#### УСЛОВИЯ ЗАДАНИЙ
1 - Перепишите из отрывка без изменений участок от "Часто Исаак добавляет" до "менее яркие краски." включительно.
2 - Перескажите в отрывке абзац, начинающийся словами «И он жил», короче, сохранив главные факты.

#### ИСХОДНЫЙ ОТРЫВОК
------

Часто Исаак добавляет к тексту Митрофана буквально несколько слов или предложений, добавляя к его и так эмоционально весьма колоритному полотну новые, не менее яркие краски.
«Таким образом, у этого дивного мужа еще в возрасте десяти лет была ревность, усердие и благой нрав, так что он заставлял дивиться и славить Бога всех благоразумных, которые, видя его и слыша, говорили:
— Возвышает [Господь] избранного из народа Своего[58]».
«Видите, братия, этого брата, сколько ревности по Богу и пламенного огорчения[59] он имеет? Да будет он вам всем примером к подражанию в усердном вставании и хождении на церковное правило. Ибо он и за малую заповедь Божию (хотя и не по собственной воле случилось ему согрешить) так опечалился душой и так горько и больно ему, что плачет. Итак, молитесь и вы Христу Богу всей душой и старайтесь [исполнить] все заповеди Его, чтобы и вам всем дал Господь такую же ревность и печаль пламенеющую и горящую. О которой блаженный Исаак во многих местах[60] и другие Святые Отцы нам заповедуют молиться и испрашивать нам ее у Господа».
«И он жил[61], занимаясь молитвой и чтением, псалмопением и рукоделием. А в речах был очень утешителен и тем, кто усердно спрашивал его подробно, говорил о страстях душевных и телесных и о страшной и беспрерывной мысленной брани бесов; об их скрытных нападках, непостижимых умом наваждениях и искушениях. И если бы не боролся за преуспеяние верующих истинный Спаситель Христос, человеколюбиво воюя за них, то не спасся бы воистину никакой человек, будь он даже из числа святых, как это подтверждает ясно и святейший Патриарх Константинопольский Каллист II».
«Какие брани он тогда[62] с помощью Божией не поставил против гнева, похоти и гордыни, вздымающейся против премудрости Божией, и против любого монашеского нерадения и других существующих страстей? Каких искушений и злостраданий он не претерпел? То есть: болезни, немощи и скорби душевные и телесные; помимо этого, еще каких недоумений и отчаяний? Каких страшных и лютых мысленных браней от завистников бесов? Но, прилепляясь ко Христу Богу верою, надеждой и любовью, все перенес; ибо это и есть подвиг и брань истинного монаха против отступивших от Бога сил, а грешной душе, желающей через покаяние спастись, необходимо до крови и смерти противостать им и силою Христовою победить. И сколько же из сердца и от всей души пролил он горячих слез и скольких принес благодарений Христу Богу за победу над ними? О, дивное Божие милосердие к душе, истинно кающейся! А коленопреклонения его кто может сосчитать?»

------

#### ПЕРЕЧЕНЬ ДАННЫХ
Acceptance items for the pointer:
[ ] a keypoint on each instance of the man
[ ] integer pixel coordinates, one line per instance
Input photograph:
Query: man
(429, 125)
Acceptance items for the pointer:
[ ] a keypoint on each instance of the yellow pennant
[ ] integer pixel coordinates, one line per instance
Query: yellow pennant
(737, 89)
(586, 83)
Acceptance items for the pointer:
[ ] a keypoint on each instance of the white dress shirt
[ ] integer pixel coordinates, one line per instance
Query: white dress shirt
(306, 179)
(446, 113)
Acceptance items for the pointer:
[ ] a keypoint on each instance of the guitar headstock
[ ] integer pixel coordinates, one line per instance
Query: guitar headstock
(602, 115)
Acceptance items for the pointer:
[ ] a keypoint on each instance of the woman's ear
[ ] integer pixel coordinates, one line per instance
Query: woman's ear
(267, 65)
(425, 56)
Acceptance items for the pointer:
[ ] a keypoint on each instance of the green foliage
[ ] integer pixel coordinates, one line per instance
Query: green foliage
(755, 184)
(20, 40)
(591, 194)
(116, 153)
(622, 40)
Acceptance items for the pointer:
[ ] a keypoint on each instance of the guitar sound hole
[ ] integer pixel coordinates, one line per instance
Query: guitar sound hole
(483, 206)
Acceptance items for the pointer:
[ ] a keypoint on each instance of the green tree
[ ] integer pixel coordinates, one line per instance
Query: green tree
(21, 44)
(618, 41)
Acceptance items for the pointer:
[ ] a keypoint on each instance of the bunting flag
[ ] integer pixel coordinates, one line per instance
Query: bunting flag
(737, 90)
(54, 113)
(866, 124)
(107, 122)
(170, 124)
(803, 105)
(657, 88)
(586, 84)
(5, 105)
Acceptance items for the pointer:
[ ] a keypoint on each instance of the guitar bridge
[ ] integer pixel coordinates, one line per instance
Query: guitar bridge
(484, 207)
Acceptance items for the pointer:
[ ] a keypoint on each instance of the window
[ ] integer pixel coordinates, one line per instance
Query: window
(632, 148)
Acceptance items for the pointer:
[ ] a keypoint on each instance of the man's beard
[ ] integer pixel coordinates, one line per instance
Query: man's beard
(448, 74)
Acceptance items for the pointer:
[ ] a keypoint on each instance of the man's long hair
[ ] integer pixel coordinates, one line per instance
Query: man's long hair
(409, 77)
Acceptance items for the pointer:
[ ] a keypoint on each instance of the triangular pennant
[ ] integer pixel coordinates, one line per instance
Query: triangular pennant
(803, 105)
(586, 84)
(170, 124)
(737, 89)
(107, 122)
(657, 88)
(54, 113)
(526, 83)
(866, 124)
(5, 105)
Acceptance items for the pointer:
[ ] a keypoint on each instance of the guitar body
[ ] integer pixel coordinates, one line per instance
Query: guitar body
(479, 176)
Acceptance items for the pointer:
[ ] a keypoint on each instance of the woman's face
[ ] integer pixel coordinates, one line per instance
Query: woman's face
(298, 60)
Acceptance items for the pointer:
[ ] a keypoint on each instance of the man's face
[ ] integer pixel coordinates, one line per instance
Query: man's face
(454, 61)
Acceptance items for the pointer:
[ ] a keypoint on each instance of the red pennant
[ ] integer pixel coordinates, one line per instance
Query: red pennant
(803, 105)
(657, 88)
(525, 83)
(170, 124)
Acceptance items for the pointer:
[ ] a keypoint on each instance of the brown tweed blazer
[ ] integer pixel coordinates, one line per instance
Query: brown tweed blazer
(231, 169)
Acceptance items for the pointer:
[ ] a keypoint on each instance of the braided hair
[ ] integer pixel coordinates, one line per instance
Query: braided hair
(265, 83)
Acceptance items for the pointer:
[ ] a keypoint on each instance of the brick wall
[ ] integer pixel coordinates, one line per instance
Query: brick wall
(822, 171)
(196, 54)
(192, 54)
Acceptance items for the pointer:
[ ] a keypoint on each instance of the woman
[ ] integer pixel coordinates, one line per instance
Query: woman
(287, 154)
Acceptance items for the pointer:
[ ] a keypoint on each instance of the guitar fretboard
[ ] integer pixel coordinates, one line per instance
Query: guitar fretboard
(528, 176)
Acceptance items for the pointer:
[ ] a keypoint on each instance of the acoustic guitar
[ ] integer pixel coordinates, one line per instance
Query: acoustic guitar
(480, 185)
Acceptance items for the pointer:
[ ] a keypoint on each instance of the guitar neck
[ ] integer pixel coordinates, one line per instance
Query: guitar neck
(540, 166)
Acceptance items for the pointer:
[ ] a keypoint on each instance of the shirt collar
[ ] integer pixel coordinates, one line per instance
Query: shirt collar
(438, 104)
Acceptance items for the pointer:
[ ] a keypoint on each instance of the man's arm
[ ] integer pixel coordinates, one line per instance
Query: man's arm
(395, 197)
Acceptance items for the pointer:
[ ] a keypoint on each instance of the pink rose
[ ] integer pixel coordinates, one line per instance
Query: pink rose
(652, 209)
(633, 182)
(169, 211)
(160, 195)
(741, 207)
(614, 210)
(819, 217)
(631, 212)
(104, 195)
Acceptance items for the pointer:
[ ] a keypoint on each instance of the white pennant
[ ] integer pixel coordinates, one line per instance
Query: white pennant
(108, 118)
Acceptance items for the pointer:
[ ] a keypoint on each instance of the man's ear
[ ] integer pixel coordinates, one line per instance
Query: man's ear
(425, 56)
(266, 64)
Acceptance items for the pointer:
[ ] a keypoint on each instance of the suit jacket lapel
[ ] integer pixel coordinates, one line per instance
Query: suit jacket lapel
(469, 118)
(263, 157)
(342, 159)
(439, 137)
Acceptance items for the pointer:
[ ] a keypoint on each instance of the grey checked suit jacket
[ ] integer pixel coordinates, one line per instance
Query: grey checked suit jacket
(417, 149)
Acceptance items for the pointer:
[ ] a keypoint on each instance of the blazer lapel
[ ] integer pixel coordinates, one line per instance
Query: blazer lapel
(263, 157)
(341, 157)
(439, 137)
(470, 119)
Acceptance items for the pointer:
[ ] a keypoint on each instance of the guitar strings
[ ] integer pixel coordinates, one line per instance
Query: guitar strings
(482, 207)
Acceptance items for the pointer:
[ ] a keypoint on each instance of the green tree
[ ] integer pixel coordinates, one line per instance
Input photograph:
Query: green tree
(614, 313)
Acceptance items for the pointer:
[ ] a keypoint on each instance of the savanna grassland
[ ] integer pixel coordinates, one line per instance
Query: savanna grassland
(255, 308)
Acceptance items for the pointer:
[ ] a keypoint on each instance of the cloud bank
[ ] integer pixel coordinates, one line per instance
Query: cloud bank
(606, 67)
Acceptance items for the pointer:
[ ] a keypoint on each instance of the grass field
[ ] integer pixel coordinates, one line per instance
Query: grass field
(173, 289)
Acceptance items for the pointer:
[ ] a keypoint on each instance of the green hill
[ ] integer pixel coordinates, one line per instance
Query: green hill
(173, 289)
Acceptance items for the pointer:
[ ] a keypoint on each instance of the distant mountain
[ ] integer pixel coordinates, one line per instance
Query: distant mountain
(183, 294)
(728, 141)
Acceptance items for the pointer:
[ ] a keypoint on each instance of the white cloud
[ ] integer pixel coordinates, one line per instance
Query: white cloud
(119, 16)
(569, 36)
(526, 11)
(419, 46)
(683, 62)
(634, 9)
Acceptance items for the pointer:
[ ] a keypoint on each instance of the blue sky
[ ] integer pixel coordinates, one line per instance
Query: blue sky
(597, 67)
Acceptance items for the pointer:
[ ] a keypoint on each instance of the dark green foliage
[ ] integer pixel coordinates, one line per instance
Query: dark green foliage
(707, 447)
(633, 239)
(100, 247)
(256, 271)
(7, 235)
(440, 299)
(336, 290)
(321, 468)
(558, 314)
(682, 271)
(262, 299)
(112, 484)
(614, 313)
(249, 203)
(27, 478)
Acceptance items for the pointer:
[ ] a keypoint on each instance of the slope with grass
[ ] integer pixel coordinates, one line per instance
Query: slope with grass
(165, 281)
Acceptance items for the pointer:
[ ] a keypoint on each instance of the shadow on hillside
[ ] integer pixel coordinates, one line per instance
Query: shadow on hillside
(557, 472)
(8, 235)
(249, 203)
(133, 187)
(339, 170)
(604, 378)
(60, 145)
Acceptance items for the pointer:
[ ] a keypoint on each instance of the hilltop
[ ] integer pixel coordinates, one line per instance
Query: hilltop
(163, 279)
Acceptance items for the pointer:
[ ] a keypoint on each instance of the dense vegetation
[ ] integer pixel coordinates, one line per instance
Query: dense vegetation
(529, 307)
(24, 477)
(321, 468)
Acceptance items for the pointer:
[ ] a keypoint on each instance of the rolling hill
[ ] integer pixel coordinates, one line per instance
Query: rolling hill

------

#### ОТВЕТЫ ПО ЗАДАНИЯМ
1 -
Часто Исаак добавляет к тексту Митрофана буквально несколько слов или предложений, добавляя к его и так эмоционально весьма колоритному полотну новые, не менее яркие краски.

2 - Он жил молитвой, чтением, псалмопением и рукоделием. В речах был очень утешителен. Тем, кто усердно его расспрашивал, он рассказывал о душевных и телесных страстях, о страшной и беспрерывной мысленной брани бесов, об их скрытных нападках, наваждениях и искушениях. Если бы Христос человеколюбиво не воевал за верующих, не спасся бы ни один человек, даже из святых. Это ясно подтверждает и Патриарх Константинопольский Каллист II.